══ Supplied records ══

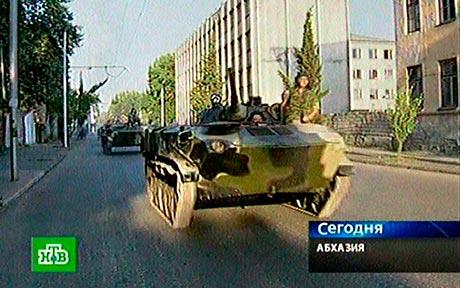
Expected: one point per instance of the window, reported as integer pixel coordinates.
(357, 74)
(248, 41)
(241, 88)
(413, 15)
(373, 75)
(446, 11)
(358, 93)
(449, 83)
(388, 74)
(388, 94)
(388, 54)
(356, 53)
(415, 77)
(374, 94)
(372, 53)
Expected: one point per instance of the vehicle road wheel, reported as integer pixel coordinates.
(340, 188)
(173, 199)
(108, 148)
(324, 204)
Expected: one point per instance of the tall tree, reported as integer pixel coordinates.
(209, 82)
(309, 65)
(41, 27)
(161, 74)
(403, 116)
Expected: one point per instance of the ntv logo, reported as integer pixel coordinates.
(53, 254)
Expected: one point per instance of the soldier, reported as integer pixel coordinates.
(299, 106)
(133, 118)
(257, 119)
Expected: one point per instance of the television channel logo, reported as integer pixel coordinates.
(54, 254)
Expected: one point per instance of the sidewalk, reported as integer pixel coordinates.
(418, 160)
(34, 162)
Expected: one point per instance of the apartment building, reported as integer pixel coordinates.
(256, 38)
(372, 73)
(428, 56)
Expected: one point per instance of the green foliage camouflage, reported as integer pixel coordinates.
(309, 65)
(210, 81)
(124, 102)
(161, 74)
(404, 116)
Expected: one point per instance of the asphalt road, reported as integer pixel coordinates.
(123, 242)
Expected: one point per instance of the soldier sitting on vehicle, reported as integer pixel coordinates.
(133, 118)
(257, 119)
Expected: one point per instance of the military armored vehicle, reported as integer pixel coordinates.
(121, 135)
(241, 155)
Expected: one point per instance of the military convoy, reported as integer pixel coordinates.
(121, 135)
(241, 155)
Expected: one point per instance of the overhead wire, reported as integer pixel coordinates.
(134, 37)
(122, 30)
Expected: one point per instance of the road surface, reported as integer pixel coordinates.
(123, 243)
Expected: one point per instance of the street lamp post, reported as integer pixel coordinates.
(64, 92)
(13, 86)
(162, 106)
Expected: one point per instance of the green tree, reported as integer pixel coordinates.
(210, 81)
(40, 61)
(41, 26)
(309, 65)
(404, 116)
(161, 74)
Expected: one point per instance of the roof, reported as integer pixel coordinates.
(357, 37)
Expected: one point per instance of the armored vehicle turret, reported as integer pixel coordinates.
(121, 135)
(240, 155)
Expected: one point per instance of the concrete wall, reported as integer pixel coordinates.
(365, 84)
(434, 42)
(363, 128)
(428, 46)
(275, 26)
(334, 33)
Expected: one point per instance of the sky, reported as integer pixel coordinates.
(133, 33)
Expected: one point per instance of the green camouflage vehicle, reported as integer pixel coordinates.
(241, 155)
(121, 135)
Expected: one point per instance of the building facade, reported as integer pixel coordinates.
(428, 56)
(372, 73)
(256, 38)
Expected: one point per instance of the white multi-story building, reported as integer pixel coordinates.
(372, 73)
(253, 37)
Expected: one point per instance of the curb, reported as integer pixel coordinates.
(416, 157)
(406, 166)
(30, 184)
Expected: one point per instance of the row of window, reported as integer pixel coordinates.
(448, 79)
(374, 94)
(373, 74)
(373, 54)
(446, 13)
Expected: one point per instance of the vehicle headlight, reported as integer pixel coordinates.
(218, 146)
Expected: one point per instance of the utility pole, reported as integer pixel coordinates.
(64, 98)
(288, 41)
(13, 86)
(162, 102)
(2, 71)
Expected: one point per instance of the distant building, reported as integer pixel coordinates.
(428, 56)
(372, 73)
(253, 37)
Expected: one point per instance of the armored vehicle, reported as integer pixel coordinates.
(121, 135)
(240, 155)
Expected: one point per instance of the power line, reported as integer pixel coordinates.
(137, 25)
(122, 31)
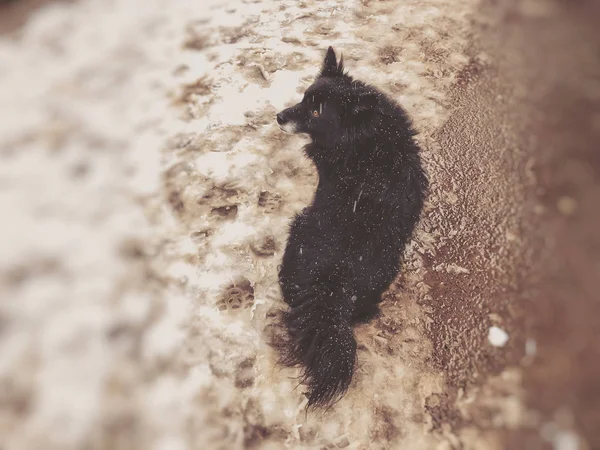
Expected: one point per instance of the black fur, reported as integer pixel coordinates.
(344, 249)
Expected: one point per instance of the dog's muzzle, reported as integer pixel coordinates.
(285, 124)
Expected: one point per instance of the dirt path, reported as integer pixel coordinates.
(151, 192)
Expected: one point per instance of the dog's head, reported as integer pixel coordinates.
(331, 105)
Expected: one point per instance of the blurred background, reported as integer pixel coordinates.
(145, 191)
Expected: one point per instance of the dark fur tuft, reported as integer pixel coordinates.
(325, 348)
(344, 249)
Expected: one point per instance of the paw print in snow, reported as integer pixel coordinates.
(240, 295)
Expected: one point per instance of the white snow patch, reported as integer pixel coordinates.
(497, 336)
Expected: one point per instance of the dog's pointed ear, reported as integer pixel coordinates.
(330, 64)
(366, 101)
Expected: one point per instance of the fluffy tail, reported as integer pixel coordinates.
(321, 341)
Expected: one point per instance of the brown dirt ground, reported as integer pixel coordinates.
(533, 115)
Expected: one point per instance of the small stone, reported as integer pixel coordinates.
(497, 336)
(530, 347)
(566, 205)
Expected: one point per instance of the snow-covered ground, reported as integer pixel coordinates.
(146, 190)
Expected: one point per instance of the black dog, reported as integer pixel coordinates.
(344, 249)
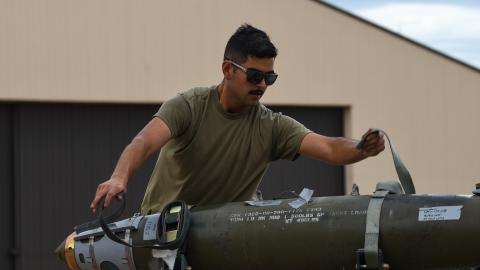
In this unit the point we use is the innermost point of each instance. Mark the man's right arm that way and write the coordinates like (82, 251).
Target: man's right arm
(151, 138)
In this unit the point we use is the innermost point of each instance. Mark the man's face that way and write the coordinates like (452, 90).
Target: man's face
(246, 93)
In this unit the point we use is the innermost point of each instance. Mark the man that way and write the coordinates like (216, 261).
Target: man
(216, 143)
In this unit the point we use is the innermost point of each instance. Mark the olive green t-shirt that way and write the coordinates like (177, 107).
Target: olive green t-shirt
(214, 156)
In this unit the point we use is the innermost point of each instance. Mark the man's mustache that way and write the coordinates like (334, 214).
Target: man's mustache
(256, 92)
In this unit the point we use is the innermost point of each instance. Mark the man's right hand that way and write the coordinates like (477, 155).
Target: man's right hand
(108, 189)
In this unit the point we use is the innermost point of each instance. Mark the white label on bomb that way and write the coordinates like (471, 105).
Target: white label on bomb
(150, 229)
(440, 213)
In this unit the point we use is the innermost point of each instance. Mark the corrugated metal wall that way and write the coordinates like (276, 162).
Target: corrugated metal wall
(6, 187)
(58, 153)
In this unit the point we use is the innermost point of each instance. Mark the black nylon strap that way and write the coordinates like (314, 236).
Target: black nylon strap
(402, 172)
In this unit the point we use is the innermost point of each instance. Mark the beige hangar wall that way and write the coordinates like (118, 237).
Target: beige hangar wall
(146, 51)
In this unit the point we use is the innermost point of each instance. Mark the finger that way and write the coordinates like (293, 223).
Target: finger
(108, 198)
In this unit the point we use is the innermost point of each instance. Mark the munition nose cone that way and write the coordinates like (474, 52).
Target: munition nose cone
(60, 251)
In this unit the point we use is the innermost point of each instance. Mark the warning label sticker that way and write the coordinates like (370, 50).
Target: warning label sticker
(440, 213)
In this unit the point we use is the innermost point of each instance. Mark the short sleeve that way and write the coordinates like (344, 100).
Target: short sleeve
(176, 114)
(288, 136)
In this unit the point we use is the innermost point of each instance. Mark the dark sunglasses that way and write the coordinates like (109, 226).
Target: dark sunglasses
(255, 76)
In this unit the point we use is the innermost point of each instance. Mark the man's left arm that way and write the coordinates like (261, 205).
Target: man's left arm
(340, 150)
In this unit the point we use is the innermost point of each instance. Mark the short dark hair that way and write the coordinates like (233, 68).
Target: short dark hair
(249, 41)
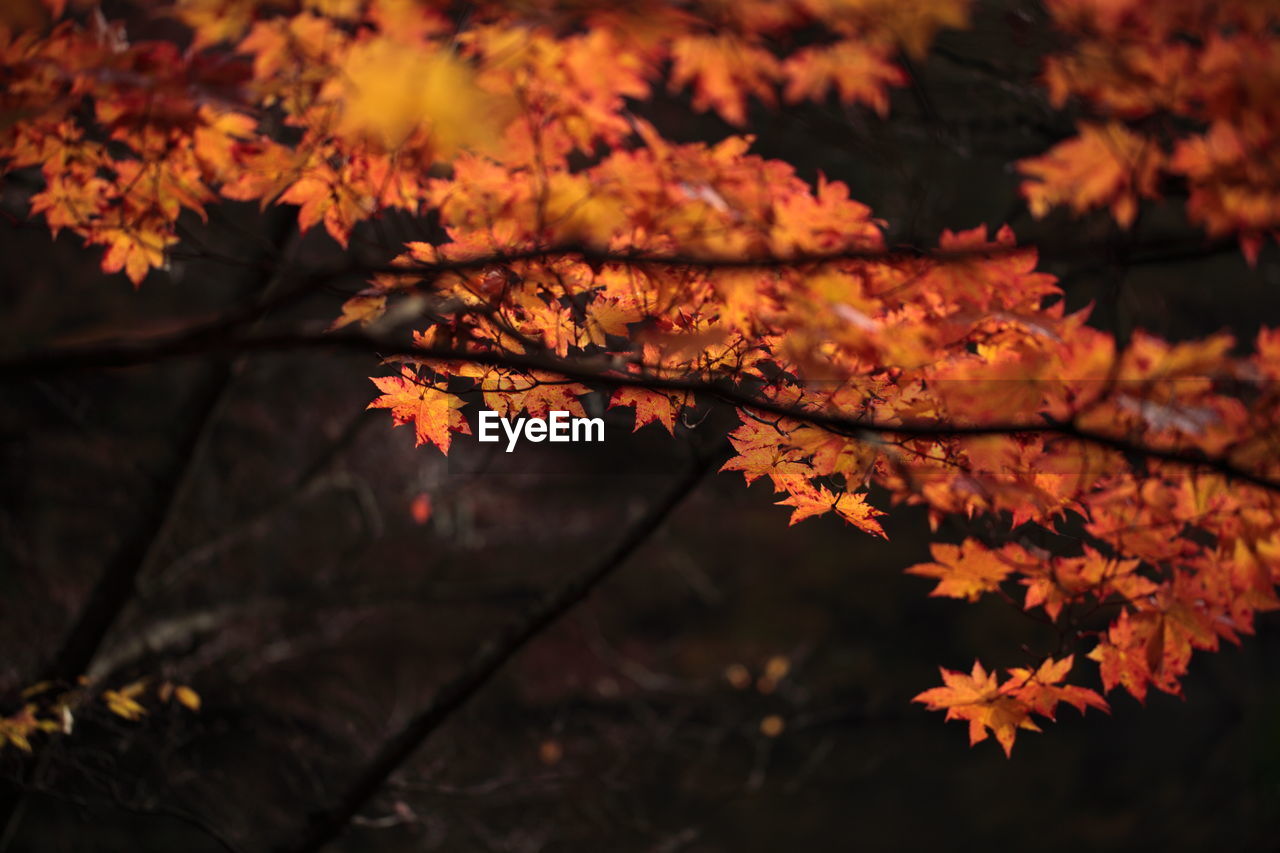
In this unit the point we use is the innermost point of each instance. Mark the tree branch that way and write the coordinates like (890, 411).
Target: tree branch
(329, 824)
(600, 372)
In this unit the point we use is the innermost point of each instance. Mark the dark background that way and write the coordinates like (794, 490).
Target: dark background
(293, 589)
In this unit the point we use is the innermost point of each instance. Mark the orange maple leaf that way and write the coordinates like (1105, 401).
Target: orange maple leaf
(978, 698)
(433, 413)
(967, 570)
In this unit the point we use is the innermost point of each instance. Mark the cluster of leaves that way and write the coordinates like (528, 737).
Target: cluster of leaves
(1173, 92)
(370, 94)
(576, 235)
(46, 707)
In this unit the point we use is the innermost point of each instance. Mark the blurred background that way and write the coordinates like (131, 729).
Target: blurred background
(737, 685)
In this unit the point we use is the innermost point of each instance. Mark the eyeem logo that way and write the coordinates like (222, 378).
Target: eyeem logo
(560, 427)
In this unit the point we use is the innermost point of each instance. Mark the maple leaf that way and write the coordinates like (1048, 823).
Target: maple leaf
(652, 406)
(1104, 164)
(388, 89)
(967, 570)
(723, 71)
(856, 71)
(978, 699)
(433, 413)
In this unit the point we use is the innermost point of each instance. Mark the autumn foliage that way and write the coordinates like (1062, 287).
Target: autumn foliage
(584, 252)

═══

• [Work to do]: Reproduce, exactly and with nothing added, the lines from the one that includes "like (794, 490)." through the last line of the material.

• [Result for this exercise]:
In this unit the point we use is the innermost point of each instance. Mark the dark background that way and write the coordinates like (794, 490).
Target: dark background
(293, 589)
In this unit the point we use is the innermost point of each instance. Mark the orange maple leaf that way and write the coordinates like (1105, 401).
Target: orange maple leaf
(978, 698)
(433, 413)
(967, 570)
In this unit the point we use is the innermost point of each instance. Mark the cluster of leaves that way and write the coordinates like (528, 737).
Target: cluster of leaves
(1173, 92)
(370, 94)
(576, 235)
(46, 707)
In this unit the point we use is the innermost point of each instance. Mark the blurred background that way and write the coordinates like (131, 729).
Target: blurred background
(737, 685)
In this unit the point we use is the innermost point of each instance. Mark the eyeem logo that way and write the coordinates like (222, 378).
Target: eyeem logo
(560, 427)
In this unit the point we use is the innermost point of each instance. Mark the maple leaf that way and write the coordinates like (1048, 823).
Target: maple leaf
(652, 406)
(1104, 164)
(388, 89)
(967, 570)
(723, 71)
(856, 71)
(978, 699)
(433, 413)
In this unit the point we use is the innermost point of each instance. Mark the autumn foliage that way and write the coordinates like (1062, 287).
Target: autumn foliage
(584, 252)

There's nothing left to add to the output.